● **DO THIS**: Pull out every line of the rows below that contains the string "elephant". Case counts.

● **RECORDS FOR PROCESSING**:
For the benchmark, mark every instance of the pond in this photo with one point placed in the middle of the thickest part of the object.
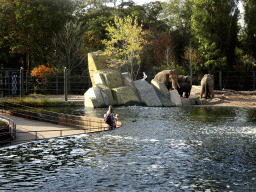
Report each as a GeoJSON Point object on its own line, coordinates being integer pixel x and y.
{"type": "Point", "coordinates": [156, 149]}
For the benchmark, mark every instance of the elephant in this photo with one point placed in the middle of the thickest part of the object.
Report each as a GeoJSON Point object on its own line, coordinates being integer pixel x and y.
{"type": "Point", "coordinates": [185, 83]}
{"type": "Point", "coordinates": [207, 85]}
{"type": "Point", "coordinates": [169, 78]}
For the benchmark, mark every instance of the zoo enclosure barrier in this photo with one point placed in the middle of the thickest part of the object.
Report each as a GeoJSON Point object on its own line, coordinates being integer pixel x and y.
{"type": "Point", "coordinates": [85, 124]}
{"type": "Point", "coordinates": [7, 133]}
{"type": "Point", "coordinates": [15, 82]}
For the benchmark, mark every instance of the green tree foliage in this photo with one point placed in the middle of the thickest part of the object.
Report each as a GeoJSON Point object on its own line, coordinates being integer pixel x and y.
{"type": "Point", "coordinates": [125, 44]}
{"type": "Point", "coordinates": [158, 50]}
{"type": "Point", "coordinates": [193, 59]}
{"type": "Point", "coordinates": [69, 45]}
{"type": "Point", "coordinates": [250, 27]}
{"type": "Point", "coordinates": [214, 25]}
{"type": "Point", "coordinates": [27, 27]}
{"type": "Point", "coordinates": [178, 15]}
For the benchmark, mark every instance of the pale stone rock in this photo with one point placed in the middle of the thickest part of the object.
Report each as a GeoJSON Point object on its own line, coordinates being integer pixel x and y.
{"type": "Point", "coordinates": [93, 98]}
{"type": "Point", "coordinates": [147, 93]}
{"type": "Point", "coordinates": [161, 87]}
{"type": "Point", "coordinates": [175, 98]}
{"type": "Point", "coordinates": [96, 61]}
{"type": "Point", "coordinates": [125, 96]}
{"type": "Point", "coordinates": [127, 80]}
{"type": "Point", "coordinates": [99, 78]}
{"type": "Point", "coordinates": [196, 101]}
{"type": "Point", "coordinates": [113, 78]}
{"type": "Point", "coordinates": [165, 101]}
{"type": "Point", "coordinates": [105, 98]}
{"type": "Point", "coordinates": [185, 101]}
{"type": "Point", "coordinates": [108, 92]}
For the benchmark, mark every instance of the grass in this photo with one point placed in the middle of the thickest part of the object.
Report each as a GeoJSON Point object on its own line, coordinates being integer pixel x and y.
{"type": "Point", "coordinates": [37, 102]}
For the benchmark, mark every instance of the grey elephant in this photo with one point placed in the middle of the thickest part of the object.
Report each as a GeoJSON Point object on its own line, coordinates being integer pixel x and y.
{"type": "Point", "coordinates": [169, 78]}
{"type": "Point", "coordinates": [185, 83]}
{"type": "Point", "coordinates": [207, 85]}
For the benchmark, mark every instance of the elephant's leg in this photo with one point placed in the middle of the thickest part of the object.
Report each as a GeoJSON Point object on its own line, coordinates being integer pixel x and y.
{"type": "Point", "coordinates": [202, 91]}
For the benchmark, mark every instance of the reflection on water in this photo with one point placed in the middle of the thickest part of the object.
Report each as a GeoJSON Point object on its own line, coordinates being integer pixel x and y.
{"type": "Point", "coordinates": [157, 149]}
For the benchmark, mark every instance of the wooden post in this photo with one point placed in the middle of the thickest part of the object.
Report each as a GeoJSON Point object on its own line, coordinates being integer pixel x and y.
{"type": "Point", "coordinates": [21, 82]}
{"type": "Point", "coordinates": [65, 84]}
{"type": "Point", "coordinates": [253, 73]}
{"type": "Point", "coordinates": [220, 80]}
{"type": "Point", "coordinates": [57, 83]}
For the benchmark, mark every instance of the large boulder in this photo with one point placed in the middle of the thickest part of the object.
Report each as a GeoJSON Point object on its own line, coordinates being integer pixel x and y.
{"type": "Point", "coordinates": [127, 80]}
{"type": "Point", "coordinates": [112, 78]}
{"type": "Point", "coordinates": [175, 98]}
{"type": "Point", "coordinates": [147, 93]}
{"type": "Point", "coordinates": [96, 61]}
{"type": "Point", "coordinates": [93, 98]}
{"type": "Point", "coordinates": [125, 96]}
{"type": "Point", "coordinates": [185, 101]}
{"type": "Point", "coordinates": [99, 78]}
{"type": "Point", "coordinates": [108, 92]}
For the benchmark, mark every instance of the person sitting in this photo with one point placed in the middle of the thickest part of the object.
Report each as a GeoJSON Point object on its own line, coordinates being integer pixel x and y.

==

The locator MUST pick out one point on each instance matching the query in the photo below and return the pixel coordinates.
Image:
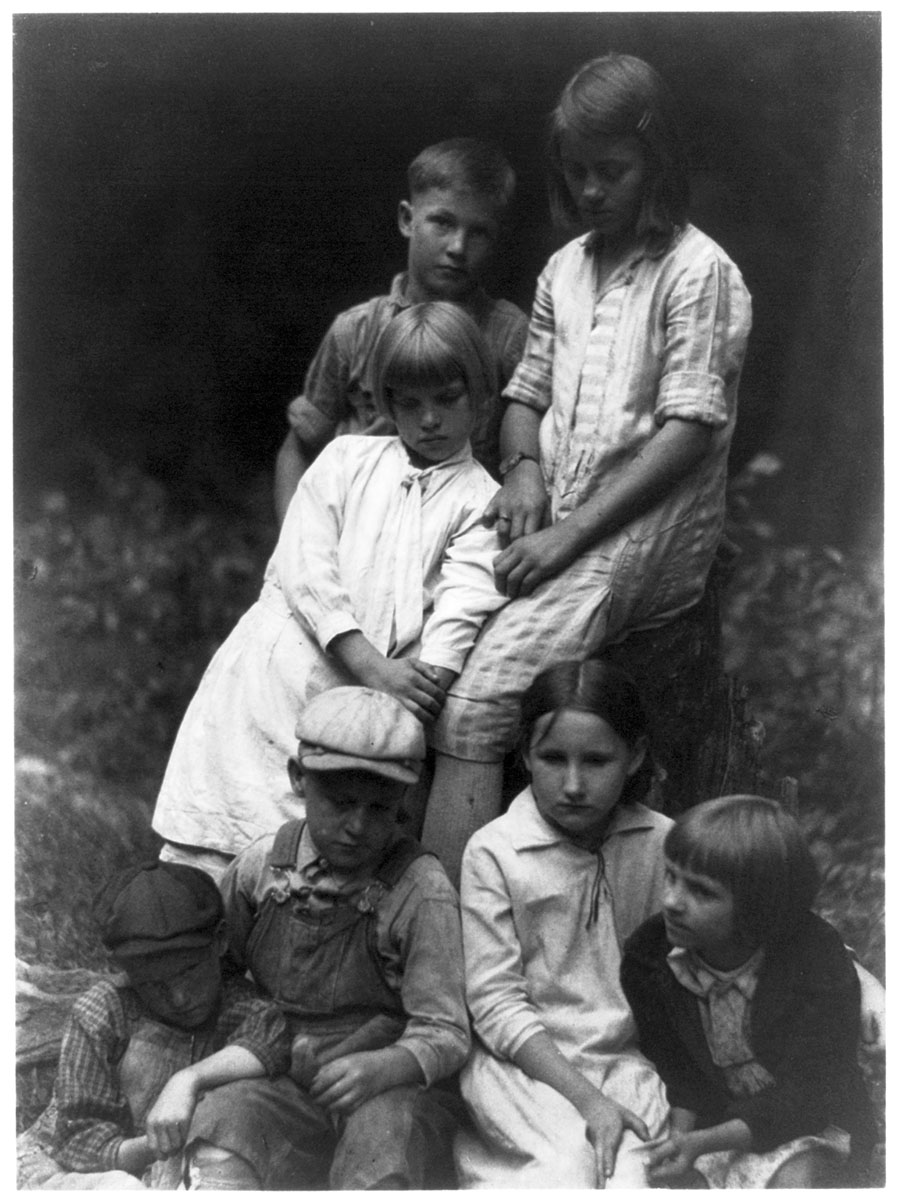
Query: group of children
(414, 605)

● **OUTPUT FOR THIS TASK**:
For the benchmark, mark every instance of the elephant in this photo with one point placed in the middle of the thickest part of the object.
For the benchmark, mark every instance of the grey elephant in this photo with one point placed in the middle of the thickest part of the object.
For the benchmark, mark every instance of the elephant's leg in this photo with one point placed in the middle of the thickest part of the object.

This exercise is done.